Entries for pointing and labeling
────────────────────

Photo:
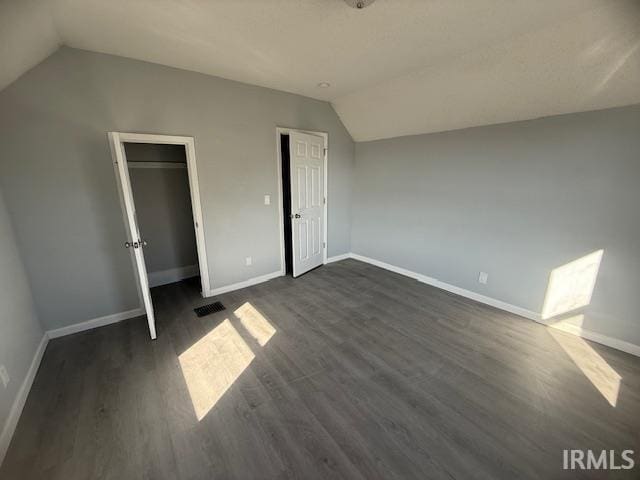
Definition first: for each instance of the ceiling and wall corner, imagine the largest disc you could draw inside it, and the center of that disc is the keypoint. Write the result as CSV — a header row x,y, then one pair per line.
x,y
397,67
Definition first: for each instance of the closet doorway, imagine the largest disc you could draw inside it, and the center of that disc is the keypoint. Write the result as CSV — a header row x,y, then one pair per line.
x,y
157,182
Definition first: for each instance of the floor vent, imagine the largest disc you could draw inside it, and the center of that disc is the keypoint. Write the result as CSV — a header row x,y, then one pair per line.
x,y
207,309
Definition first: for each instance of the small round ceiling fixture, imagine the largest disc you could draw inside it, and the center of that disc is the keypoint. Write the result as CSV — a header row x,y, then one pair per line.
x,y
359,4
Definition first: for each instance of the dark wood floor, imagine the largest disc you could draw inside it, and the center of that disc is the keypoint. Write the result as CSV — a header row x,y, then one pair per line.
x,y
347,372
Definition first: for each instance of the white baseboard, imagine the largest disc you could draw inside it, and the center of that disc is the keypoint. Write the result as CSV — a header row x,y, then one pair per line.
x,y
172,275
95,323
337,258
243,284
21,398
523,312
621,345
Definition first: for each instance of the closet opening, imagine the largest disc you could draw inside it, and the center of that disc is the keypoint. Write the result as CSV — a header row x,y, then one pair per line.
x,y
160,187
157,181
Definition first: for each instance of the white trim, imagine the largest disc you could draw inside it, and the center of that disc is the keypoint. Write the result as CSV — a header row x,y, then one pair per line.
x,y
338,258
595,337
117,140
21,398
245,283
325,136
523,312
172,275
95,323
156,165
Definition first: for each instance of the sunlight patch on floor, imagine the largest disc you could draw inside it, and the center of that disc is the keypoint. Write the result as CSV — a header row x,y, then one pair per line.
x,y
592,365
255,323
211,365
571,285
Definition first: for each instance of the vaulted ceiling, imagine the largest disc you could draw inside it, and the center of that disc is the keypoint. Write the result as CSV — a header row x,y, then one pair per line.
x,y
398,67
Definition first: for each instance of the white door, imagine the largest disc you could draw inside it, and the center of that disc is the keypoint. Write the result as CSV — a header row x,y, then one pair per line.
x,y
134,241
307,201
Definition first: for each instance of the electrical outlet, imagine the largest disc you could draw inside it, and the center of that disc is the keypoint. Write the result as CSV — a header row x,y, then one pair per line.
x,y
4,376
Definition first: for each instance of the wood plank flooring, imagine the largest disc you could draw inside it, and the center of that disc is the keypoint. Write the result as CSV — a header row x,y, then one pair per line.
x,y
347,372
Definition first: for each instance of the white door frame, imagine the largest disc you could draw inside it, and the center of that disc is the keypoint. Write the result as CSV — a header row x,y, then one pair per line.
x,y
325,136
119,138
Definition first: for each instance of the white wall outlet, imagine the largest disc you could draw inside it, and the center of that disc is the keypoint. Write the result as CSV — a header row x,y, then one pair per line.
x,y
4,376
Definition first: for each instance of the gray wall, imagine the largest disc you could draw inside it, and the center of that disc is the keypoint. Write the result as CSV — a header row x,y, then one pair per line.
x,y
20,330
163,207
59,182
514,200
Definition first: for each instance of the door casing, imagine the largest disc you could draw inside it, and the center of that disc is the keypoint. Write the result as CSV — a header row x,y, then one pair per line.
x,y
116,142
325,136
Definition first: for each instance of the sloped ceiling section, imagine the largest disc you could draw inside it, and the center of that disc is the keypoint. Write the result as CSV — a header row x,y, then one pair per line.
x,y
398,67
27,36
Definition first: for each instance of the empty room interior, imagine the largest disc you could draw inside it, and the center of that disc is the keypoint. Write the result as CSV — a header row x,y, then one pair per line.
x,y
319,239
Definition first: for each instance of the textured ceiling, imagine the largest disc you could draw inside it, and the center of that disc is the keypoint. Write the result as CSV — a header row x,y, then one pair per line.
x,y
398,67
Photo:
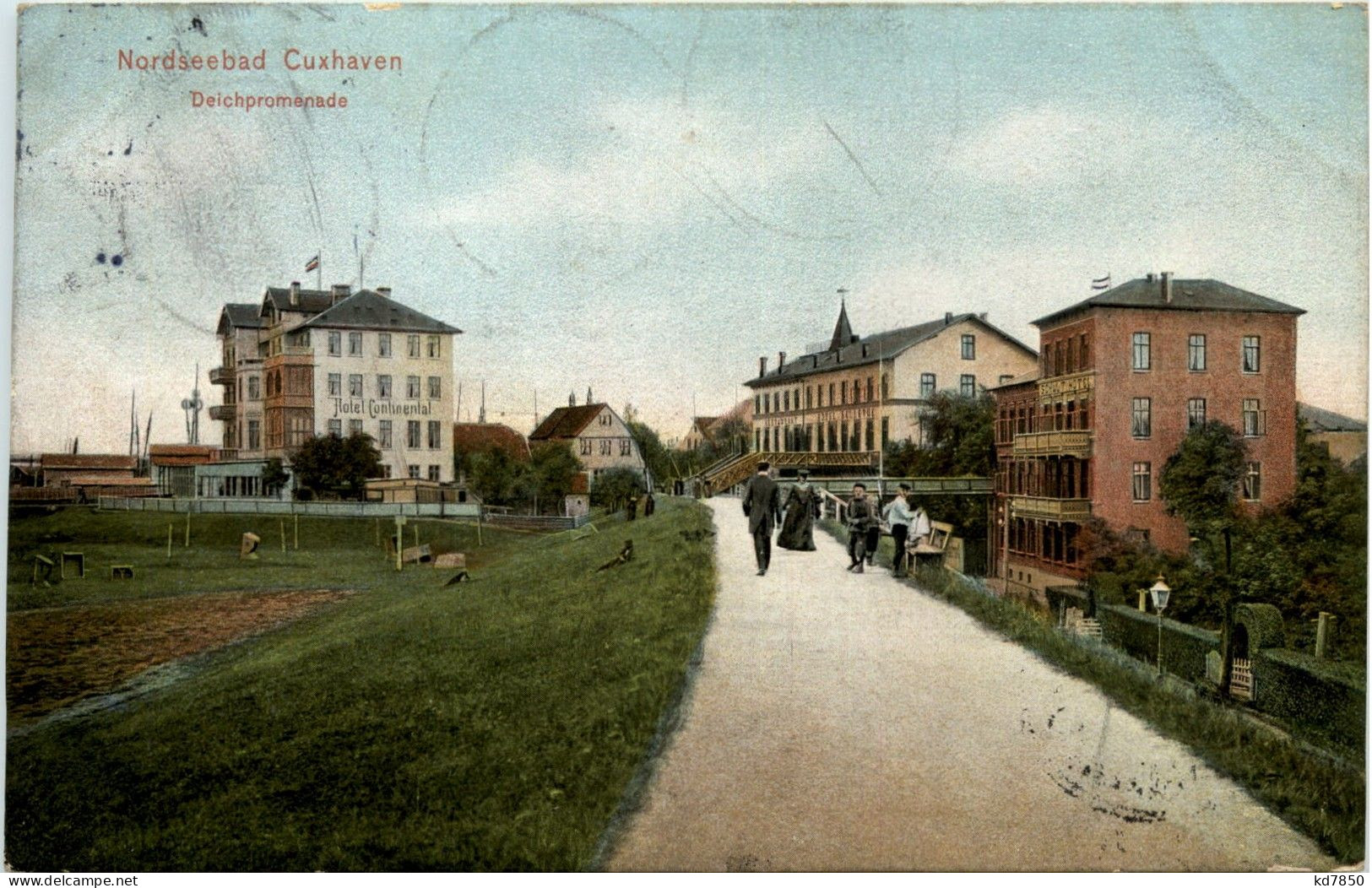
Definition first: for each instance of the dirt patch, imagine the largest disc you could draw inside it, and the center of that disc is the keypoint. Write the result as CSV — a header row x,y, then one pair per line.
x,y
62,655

────────────────────

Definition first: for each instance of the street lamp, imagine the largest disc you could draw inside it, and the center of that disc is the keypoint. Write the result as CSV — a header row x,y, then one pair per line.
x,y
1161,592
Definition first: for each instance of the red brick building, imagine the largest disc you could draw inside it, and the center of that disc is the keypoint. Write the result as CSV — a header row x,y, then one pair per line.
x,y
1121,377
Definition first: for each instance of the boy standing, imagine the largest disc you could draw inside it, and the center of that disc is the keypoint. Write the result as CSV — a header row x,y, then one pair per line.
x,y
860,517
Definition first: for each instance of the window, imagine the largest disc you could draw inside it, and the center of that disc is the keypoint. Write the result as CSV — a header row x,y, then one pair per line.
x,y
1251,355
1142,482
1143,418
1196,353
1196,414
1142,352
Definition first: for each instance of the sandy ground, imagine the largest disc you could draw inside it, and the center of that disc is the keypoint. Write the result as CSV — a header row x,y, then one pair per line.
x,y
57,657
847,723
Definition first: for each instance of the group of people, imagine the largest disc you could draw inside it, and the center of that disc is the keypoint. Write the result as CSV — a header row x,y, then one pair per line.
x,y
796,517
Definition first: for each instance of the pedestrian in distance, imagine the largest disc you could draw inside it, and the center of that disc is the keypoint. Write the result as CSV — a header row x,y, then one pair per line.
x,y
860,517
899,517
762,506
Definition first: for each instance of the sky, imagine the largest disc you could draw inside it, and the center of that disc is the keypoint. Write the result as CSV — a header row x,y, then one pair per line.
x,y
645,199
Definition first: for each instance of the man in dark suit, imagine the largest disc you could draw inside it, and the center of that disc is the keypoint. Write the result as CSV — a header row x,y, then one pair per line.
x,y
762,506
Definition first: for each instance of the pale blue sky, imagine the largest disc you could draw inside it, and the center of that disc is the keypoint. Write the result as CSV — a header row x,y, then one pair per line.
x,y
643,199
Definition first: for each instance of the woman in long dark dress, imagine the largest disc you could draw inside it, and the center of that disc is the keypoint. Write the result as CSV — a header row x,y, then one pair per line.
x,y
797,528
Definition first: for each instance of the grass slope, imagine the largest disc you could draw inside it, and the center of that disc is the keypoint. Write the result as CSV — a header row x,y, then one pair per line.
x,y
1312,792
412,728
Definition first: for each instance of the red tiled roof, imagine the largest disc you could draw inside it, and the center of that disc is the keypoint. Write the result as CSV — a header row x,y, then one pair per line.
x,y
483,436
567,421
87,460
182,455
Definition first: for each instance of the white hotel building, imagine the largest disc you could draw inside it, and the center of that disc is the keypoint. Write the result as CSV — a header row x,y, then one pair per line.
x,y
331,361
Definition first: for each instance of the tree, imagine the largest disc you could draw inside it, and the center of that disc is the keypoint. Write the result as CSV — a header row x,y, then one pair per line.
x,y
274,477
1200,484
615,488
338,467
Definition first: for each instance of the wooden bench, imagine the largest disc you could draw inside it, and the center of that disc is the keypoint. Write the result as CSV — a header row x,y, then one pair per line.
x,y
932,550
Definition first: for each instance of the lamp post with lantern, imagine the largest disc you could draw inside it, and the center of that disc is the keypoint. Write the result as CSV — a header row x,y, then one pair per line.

────────────────────

- **EXERCISE BRIEF**: How many lines in the records above contain the string "building"? Matches must have the same case. Reply with only the number.

- **PROBLEM SOLUTION**: 2